▶ RECORDS TO USE:
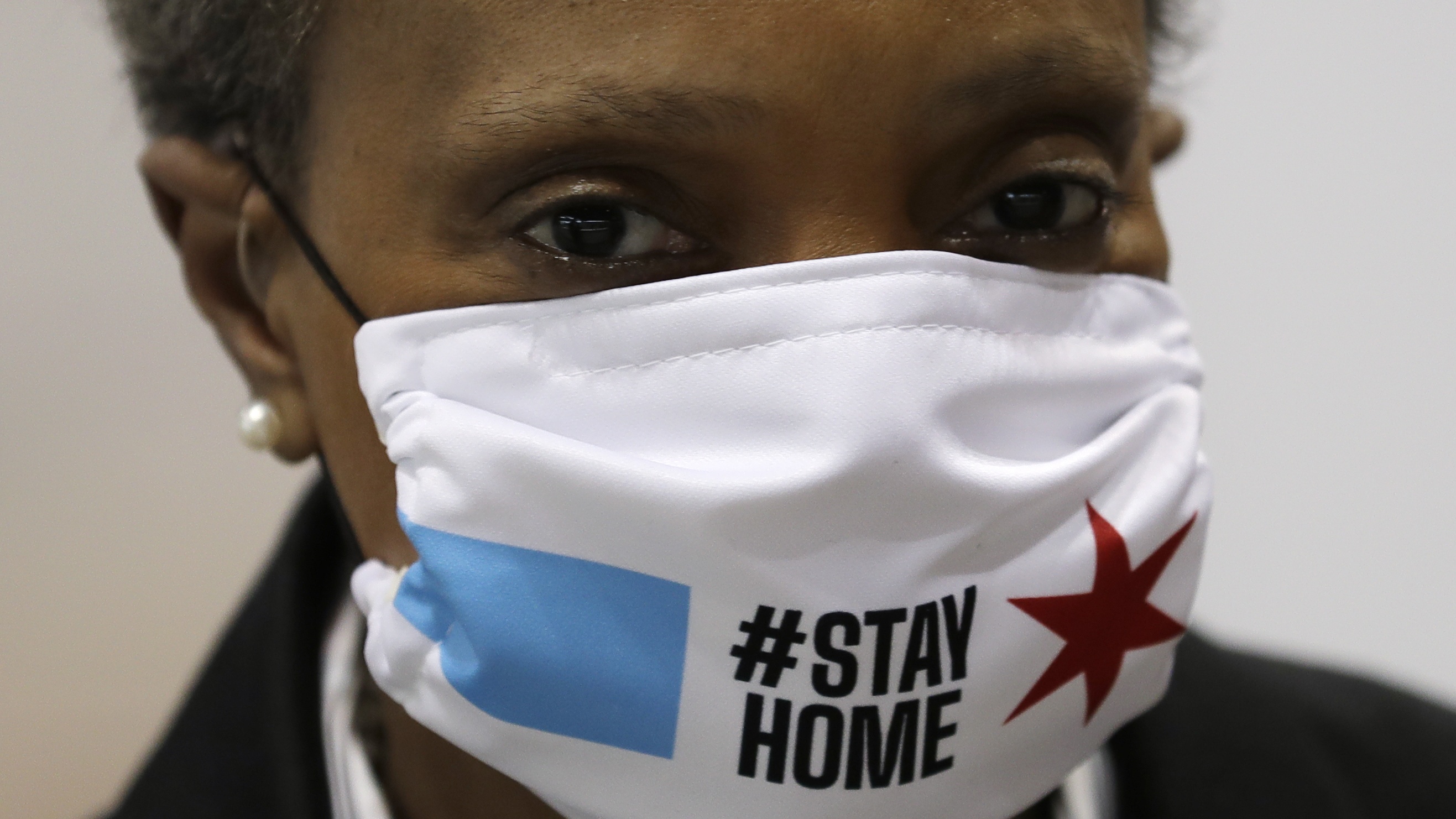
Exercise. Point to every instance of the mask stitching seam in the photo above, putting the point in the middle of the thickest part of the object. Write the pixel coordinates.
(734, 290)
(820, 336)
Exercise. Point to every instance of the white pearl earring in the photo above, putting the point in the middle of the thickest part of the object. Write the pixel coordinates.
(258, 425)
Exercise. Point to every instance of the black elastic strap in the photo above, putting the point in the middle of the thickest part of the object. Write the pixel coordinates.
(296, 229)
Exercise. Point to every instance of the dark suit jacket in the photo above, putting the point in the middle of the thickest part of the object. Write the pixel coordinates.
(1236, 737)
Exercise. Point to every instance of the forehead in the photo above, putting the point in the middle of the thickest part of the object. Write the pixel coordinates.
(509, 63)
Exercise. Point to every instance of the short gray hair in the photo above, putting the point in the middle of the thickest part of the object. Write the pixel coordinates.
(204, 67)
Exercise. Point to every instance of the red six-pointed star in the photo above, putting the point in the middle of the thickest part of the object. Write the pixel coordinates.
(1105, 623)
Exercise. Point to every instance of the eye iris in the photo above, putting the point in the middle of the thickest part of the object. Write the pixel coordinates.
(1031, 206)
(590, 231)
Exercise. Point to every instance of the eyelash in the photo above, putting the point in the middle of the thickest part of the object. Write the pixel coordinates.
(1109, 200)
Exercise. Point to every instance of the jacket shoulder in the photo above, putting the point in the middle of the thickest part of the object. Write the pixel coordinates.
(1254, 737)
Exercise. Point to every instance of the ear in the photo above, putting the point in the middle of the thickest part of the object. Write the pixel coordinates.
(1165, 133)
(225, 233)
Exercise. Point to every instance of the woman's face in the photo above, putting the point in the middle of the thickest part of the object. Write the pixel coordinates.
(462, 152)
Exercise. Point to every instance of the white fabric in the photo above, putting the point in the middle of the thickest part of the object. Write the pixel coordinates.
(354, 793)
(601, 481)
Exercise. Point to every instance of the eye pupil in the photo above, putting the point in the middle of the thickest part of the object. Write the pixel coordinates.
(1031, 206)
(590, 231)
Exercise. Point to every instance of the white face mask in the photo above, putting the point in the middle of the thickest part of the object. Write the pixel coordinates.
(902, 534)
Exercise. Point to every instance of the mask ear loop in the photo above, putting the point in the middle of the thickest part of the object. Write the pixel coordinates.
(296, 229)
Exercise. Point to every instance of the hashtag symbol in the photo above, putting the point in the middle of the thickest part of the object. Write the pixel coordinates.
(775, 659)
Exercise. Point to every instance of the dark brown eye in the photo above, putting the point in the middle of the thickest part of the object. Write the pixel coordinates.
(590, 231)
(1038, 206)
(608, 231)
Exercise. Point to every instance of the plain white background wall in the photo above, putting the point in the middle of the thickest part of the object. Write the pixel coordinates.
(1311, 219)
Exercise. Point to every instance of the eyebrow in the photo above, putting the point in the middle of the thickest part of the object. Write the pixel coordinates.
(1072, 67)
(1071, 70)
(589, 106)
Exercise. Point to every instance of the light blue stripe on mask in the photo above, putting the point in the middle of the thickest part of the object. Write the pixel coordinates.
(554, 643)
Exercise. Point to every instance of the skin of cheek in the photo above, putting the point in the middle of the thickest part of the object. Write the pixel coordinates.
(379, 102)
(369, 207)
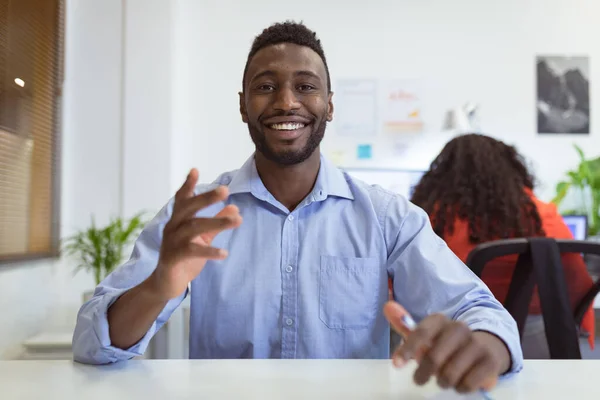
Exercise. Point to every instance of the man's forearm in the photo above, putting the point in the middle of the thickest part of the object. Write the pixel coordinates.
(130, 317)
(497, 346)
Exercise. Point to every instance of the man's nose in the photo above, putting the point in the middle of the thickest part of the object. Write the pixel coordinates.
(286, 100)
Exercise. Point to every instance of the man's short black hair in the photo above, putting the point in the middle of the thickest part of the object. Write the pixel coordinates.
(287, 32)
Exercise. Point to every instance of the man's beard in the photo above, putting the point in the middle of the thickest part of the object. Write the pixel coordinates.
(290, 157)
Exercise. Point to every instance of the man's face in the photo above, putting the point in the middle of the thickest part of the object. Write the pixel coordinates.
(286, 103)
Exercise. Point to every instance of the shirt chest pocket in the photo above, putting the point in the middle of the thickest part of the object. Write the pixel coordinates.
(348, 292)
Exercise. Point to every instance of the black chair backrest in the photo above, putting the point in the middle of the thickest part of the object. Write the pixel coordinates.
(585, 247)
(538, 263)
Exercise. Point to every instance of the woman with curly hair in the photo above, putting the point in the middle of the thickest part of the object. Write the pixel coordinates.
(479, 189)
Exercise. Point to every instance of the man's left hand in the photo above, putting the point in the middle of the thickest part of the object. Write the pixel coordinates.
(458, 357)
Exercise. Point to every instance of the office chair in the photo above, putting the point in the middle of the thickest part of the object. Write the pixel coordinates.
(539, 263)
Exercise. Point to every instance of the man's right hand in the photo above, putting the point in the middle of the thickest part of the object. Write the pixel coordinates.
(186, 244)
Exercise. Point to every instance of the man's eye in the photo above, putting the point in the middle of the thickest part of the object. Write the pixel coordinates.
(306, 88)
(266, 88)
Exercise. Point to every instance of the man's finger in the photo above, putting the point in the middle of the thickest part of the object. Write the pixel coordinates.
(421, 338)
(455, 369)
(187, 189)
(190, 206)
(201, 226)
(205, 252)
(477, 376)
(450, 341)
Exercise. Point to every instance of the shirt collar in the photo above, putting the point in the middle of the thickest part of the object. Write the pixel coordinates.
(331, 181)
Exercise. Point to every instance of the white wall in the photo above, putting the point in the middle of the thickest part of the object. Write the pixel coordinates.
(475, 50)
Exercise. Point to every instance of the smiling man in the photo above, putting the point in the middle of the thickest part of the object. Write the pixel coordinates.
(305, 274)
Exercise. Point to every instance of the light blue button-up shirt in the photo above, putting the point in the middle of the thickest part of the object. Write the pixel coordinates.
(310, 283)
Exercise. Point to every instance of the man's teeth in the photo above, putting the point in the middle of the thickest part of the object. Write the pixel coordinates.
(288, 126)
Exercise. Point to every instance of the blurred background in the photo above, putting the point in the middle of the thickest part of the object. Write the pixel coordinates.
(105, 105)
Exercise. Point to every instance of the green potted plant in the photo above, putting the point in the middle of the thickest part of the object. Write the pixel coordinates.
(102, 249)
(586, 181)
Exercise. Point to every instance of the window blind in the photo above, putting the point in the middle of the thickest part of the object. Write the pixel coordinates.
(31, 65)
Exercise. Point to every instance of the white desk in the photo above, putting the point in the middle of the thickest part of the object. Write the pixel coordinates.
(274, 379)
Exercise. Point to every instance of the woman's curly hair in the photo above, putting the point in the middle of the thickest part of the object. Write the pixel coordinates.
(480, 180)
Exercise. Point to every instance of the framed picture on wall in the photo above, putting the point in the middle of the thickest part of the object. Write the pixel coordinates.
(563, 94)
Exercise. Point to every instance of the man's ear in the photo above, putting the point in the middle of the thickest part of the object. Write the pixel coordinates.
(243, 112)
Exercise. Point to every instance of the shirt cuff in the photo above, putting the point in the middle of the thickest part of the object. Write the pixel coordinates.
(509, 335)
(101, 329)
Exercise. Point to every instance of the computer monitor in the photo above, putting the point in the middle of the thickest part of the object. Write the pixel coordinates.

▶ AIM: Please render the records above as a Markdown table with two columns, Row and Line, giving each line a row number. Skip blank lines and leave the pictures out.

▶ ANSWER TO THIS TASK:
| Row | Line |
|---|---|
| 1 | Exercise. Point to every instance of the mask stitching seam in the photo above, putting the point in the middle of the thickest part of the object. Write the pixel coordinates. |
| 2 | (734, 290) |
| 3 | (820, 336) |
| 4 | Exercise. Point to every instance of the white pearl earring in the photo above, putting the point in the middle of the thickest part of the object. Write the pixel coordinates. |
| 5 | (258, 425) |
| 6 | Exercise. Point to every instance of the black elastic strap in the photo above, putting the point in the middle of the thickest part of the object. Write the pixel coordinates. |
| 7 | (296, 229) |
| 8 | Exercise. Point to every instance of the dark suit jacket in the photo above, putting the point in the middle of the thickest part of the object. Write the pixel coordinates. |
| 9 | (1236, 737) |
| 10 | Exercise. Point to every instance of the forehead in the photo above, putting the point in the middle of the thickest part of the object. Write the pixel coordinates. |
| 11 | (509, 63) |
| 12 | Exercise. Point to every instance of the short gray hair in the photo above, putting the point in the middle of the thickest part of the object. Write the pixel coordinates. |
| 13 | (204, 67) |
| 14 | Exercise. Point to every instance of the red six-pointed star in the photo above, putting the point in the middle of the thickest part of the object. Write the pixel coordinates. |
| 15 | (1105, 623) |
| 16 | Exercise. Point to every instance of the eye iris in the photo above, putting the point in the middle of the thickest part of the object. Write the pixel coordinates. |
| 17 | (1031, 206) |
| 18 | (590, 231) |
| 19 | Exercise. Point to every instance of the eyelash in the photo above, putting the point in the middle of the thickest part of the object. Write the pixel coordinates. |
| 20 | (1109, 200) |
| 21 | Exercise. Point to every instance of the jacket shoulder in the photo above, putting the point in the middle of the thickest part of the object. Write the pixel coordinates. |
| 22 | (1254, 737) |
| 23 | Exercise. Point to every instance of the ear in the photo above, putting the point in the middle of the thickest part of the object. Write the pixel coordinates. |
| 24 | (1165, 133) |
| 25 | (225, 233) |
| 26 | Exercise. Point to every instance of the woman's face in the photo above, putting the point in the middle of the thickest part of the object. Write the pixel coordinates. |
| 27 | (462, 152) |
| 28 | Exercise. Point to every instance of the white fabric in the photo above, putting the point in the middle of the thickest part of the object. Write the pixel coordinates. |
| 29 | (354, 793) |
| 30 | (601, 481) |
| 31 | Exercise. Point to every instance of the eye pupil in the photo above, putting the point in the middle of the thickest part of the object. Write the pixel coordinates. |
| 32 | (1031, 206) |
| 33 | (590, 231) |
| 34 | Exercise. Point to every instance of the white face mask in the photo above, putting the point in the middle of the thickest part of the object. Write the pixel coordinates. |
| 35 | (902, 534) |
| 36 | Exercise. Point to every instance of the mask ear loop in the photo above, putting the point in the middle of the thickest part of the object. Write the pixel coordinates. |
| 37 | (296, 229) |
| 38 | Exercise. Point to every instance of the hashtag symbol in the photo above, putting the point in the middle of the thickest part of the object. Write the pixel coordinates. |
| 39 | (775, 659) |
| 40 | Exercise. Point to every instance of the dark brown eye in the photo above, putting the point in the middle of the thickest part of the object. Write the pixel coordinates. |
| 41 | (590, 231) |
| 42 | (1038, 206) |
| 43 | (608, 231) |
| 44 | Exercise. Point to every instance of the plain white background wall in the photo above, putting the point in the middle of the thickest part of the object. Write the pixel coordinates. |
| 45 | (1311, 219) |
| 46 | Exercise. Point to every instance of the eyebrow in the photo above, putting the point in the middle of the thickest part of the object. Write the pixel coordinates. |
| 47 | (1072, 67) |
| 48 | (1071, 70) |
| 49 | (589, 106) |
| 50 | Exercise. Point to every instance of the light blue stripe on mask in the photo above, putting the point in the middle of the thickest part of the object. Write the pixel coordinates. |
| 51 | (554, 643) |
| 52 | Exercise. Point to every instance of the skin of cheek in the photo above, putting the point in the middle of the thickest part of the object. Write the pixel coordinates. |
| 53 | (379, 102) |
| 54 | (369, 207) |
| 55 | Exercise. Point to every instance of the man's forearm in the photo above, putting the point in the middle of the thickest part of the object. Write the pixel coordinates. |
| 56 | (130, 317) |
| 57 | (497, 346) |
| 58 | Exercise. Point to every instance of the man's nose in the photo above, putting the point in the middle of the thickest part of the object. Write the pixel coordinates. |
| 59 | (286, 100) |
| 60 | Exercise. Point to every instance of the man's short black hair in the photo above, putting the point in the middle of the thickest part of the object. Write the pixel coordinates. |
| 61 | (287, 32) |
| 62 | Exercise. Point to every instance of the man's beard in the photo above, putting the point in the middle of the thickest part of the object. Write the pixel coordinates. |
| 63 | (290, 157) |
| 64 | Exercise. Point to every instance of the man's face in the photo above, putting the point in the middle of the thickest part of the object. Write the pixel coordinates. |
| 65 | (286, 103) |
| 66 | Exercise. Point to every instance of the shirt chest pocket in the photo above, putting the point in the middle of the thickest part of the object. Write the pixel coordinates. |
| 67 | (348, 292) |
| 68 | Exercise. Point to every instance of the black chair backrest in the photo above, putting the point in the middle of the thickest part of the object. Write the pixel coordinates. |
| 69 | (585, 247) |
| 70 | (538, 263) |
| 71 | Exercise. Point to every instance of the woman with curly hair in the photo above, putting the point in the middle of the thickest part of the object. Write the pixel coordinates. |
| 72 | (479, 189) |
| 73 | Exercise. Point to every instance of the man's left hand in the photo above, putting the point in the middle of the thickest part of the object. Write the pixel coordinates. |
| 74 | (458, 357) |
| 75 | Exercise. Point to every instance of the office chair in the photo above, putting the point in the middle of the thickest part of the object. Write the pixel coordinates. |
| 76 | (539, 263) |
| 77 | Exercise. Point to every instance of the man's right hand in the photo above, putting the point in the middle of the thickest part of the object. Write the pixel coordinates. |
| 78 | (186, 244) |
| 79 | Exercise. Point to every instance of the man's eye in the photo above, putting the point in the middle of the thickest part of the object. Write the pixel coordinates. |
| 80 | (306, 88) |
| 81 | (266, 88) |
| 82 | Exercise. Point to every instance of the man's finger in the photo above, putting the point in the middle of the thickest part of the object. Write the pixel coordinates. |
| 83 | (421, 338) |
| 84 | (455, 369) |
| 85 | (187, 189) |
| 86 | (190, 206) |
| 87 | (201, 226) |
| 88 | (205, 252) |
| 89 | (477, 376) |
| 90 | (450, 341) |
| 91 | Exercise. Point to every instance of the shirt collar in the photo above, putting the point in the middle of the thickest part of the object. Write the pixel coordinates. |
| 92 | (331, 181) |
| 93 | Exercise. Point to every instance of the white wall in the photo above, putting the point in the middle of the thickest part of the object. Write the pixel coordinates. |
| 94 | (475, 50) |
| 95 | Exercise. Point to every instance of the smiling man in the photo above, putting the point in the middle of the thickest part of the object. Write the pixel coordinates. |
| 96 | (305, 274) |
| 97 | Exercise. Point to every instance of the light blue button-up shirt in the photo above, putting the point in the middle of the thickest part of the object. Write the pixel coordinates. |
| 98 | (310, 283) |
| 99 | Exercise. Point to every instance of the man's teeth in the photo above, putting the point in the middle of the thickest part of the object. Write the pixel coordinates. |
| 100 | (288, 126) |
| 101 | Exercise. Point to every instance of the blurred background in the photo above, putting the point in the middle of the thickest part of the object. Write the pixel coordinates. |
| 102 | (105, 105) |
| 103 | Exercise. Point to every instance of the green potted plant in the photo above, putting the point in the middle of the thickest part of the object. Write the pixel coordinates. |
| 104 | (102, 249) |
| 105 | (586, 181) |
| 106 | Exercise. Point to every instance of the window blind in the photo above, putting the point in the middle of the thickest part of the object. Write the pixel coordinates. |
| 107 | (31, 65) |
| 108 | Exercise. Point to every instance of the white desk in the photo above, putting the point in the middle of the thickest part of the object. Write the pixel coordinates. |
| 109 | (274, 379) |
| 110 | Exercise. Point to every instance of the woman's curly hair in the photo above, putting the point in the middle of the thickest part of the object. Write the pixel coordinates. |
| 111 | (480, 180) |
| 112 | Exercise. Point to every instance of the framed picture on wall in the photo above, putting the point in the middle of the thickest part of the object. Write the pixel coordinates. |
| 113 | (563, 94) |
| 114 | Exercise. Point to every instance of the man's ear in the photo above, putting the point in the middle of the thickest part of the object. Write the pixel coordinates. |
| 115 | (243, 112) |
| 116 | Exercise. Point to every instance of the shirt cuff in the photo above, putting the point in the middle of the thickest part of the object. Write the pixel coordinates. |
| 117 | (509, 335) |
| 118 | (101, 329) |
| 119 | Exercise. Point to every instance of the computer monitor in the photo above, putting the point in the middle of the thickest part of the object. Write the pixel coordinates. |